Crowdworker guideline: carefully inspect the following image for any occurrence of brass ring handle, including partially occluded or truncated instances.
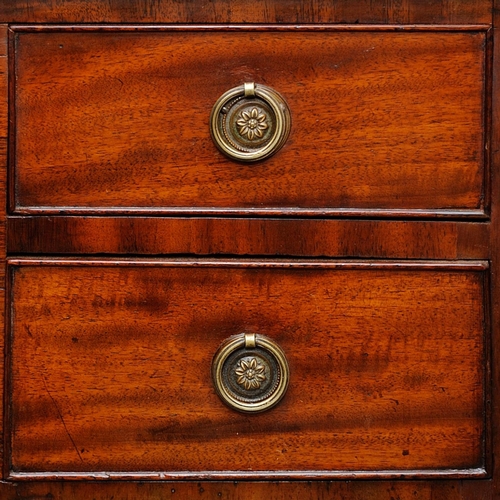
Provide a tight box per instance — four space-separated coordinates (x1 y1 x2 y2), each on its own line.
210 83 291 162
212 333 289 413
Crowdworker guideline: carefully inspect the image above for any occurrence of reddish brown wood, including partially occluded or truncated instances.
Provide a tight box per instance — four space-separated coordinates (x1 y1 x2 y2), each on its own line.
11 28 486 215
0 479 493 500
488 2 500 499
7 259 487 478
0 0 492 25
0 1 498 498
6 217 490 260
0 26 7 279
0 25 7 474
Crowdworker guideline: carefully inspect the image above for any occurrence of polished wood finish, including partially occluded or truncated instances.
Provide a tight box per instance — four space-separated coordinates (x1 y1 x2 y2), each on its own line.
0 25 8 474
7 217 490 260
11 28 486 215
0 0 492 25
0 479 492 500
486 2 500 498
7 259 487 478
1 0 499 498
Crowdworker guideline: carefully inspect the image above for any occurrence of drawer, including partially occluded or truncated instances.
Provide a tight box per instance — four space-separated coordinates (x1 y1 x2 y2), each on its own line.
11 26 487 217
7 259 487 479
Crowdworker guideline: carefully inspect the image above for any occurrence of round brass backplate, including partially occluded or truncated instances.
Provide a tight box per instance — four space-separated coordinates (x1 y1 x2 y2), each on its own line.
210 83 291 162
211 333 289 413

## TASK BRIEF
Each line, from the beginning of the listing to the line bearing "backplate, including partially occluded or truncated instances." inclusive, should be copied exactly; the pictures stay out.

## RESPONSE AREA
Crowdworker guideline: carefully inspect the following image for any occurrence of brass ring handle, including partially occluded or truncated instances.
Provide a tight box per instance — four space-separated coordinates (x1 y1 x2 y2), each on its own line.
210 83 291 162
212 333 289 413
Crowdworker guideline: carefully inspect the image above for any occurrence of reddish brown wood, including partially occluded or truncated instances.
Provide a tight box per instance — four space-separated coordinates (x1 y1 x2 y2), each on its own line.
11 28 486 215
0 479 493 500
488 2 500 499
7 259 487 478
0 0 492 25
0 1 498 498
6 217 490 260
0 26 7 279
0 25 7 474
Crowdworker guideline: carefully inspect the image above for any occurrence of polished wood finish, including partially occluded or truncated instances.
Provide a tight box per instance — four space-separated coordinates (x1 y1 x2 y2), each on its own line.
0 25 8 474
7 217 490 260
11 28 486 215
0 0 492 25
0 479 492 500
486 2 500 498
7 259 487 478
1 0 499 498
Crowdworker guideline: carefully inspect the image above for any occurrence of drawer, including partially occluded or truncated instances.
Provide a tight box per instance — four space-separated coordinates (x1 y1 x2 y2), each on its own line.
11 26 487 217
7 259 487 479
Crowdworker guideline: carefully inspect the image above for any occurrence of round brass backplate, including partially occluded or truncated instances.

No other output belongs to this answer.